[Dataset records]
• • • •

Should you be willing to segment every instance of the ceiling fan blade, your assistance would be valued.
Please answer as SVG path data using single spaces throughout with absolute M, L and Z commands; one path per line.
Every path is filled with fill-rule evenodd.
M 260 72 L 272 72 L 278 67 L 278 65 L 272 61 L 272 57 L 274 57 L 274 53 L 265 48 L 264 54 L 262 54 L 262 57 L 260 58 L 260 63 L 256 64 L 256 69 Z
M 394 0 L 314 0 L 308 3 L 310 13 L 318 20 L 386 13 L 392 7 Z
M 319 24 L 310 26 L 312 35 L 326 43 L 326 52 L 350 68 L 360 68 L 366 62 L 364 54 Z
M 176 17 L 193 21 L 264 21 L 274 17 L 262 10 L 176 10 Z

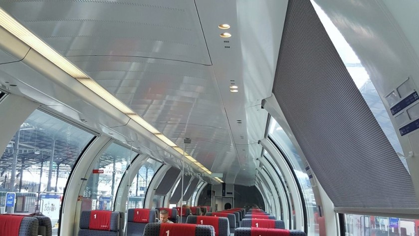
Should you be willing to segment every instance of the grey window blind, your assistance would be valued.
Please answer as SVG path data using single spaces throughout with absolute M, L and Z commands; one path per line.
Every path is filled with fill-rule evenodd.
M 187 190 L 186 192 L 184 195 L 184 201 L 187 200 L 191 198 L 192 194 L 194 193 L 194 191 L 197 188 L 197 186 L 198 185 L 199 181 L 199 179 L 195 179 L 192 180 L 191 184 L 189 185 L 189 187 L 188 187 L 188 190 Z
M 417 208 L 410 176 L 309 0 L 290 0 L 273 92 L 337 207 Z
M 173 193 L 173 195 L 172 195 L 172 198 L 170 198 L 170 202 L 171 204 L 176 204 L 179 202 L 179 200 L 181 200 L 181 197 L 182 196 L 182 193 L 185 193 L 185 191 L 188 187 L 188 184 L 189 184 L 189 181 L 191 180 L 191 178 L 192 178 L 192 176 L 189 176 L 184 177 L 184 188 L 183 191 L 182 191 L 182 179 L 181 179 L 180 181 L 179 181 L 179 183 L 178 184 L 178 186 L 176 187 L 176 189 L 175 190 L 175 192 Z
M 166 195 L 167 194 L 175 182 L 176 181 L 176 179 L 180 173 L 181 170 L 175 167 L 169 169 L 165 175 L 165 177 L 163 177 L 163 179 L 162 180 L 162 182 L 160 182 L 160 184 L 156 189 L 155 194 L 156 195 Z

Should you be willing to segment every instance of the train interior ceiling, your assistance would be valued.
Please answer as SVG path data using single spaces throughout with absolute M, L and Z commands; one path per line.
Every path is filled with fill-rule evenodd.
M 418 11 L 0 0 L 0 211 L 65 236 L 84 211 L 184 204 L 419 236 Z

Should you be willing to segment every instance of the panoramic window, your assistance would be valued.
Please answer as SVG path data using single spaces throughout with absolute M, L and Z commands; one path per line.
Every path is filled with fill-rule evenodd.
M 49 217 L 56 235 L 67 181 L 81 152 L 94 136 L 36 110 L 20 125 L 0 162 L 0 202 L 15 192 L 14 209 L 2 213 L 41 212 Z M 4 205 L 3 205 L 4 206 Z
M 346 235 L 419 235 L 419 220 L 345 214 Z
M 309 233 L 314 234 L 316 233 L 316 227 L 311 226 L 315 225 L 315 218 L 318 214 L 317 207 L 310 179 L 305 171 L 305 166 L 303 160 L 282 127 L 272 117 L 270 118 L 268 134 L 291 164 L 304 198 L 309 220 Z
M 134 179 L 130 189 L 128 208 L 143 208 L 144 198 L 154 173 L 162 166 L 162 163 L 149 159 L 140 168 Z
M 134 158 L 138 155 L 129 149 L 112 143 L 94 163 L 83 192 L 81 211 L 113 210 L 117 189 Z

• • • •

Rewrite everything from the start of the items down to the line containing "M 260 72 L 272", replacing "evenodd" with "nonzero" and leaving all else unchanged.

Should you be willing to segment every instance of the ceiling fan blade, your assistance would be valued.
Please answer as SVG path data using single spaces throughout with absolute M, L and Z commands; one path per line.
Every path is filled with fill-rule nonzero.
M 260 72 L 272 72 L 278 67 L 278 65 L 272 61 L 272 57 L 274 57 L 274 53 L 265 48 L 264 54 L 262 54 L 262 57 L 260 58 L 260 63 L 256 64 L 256 69 Z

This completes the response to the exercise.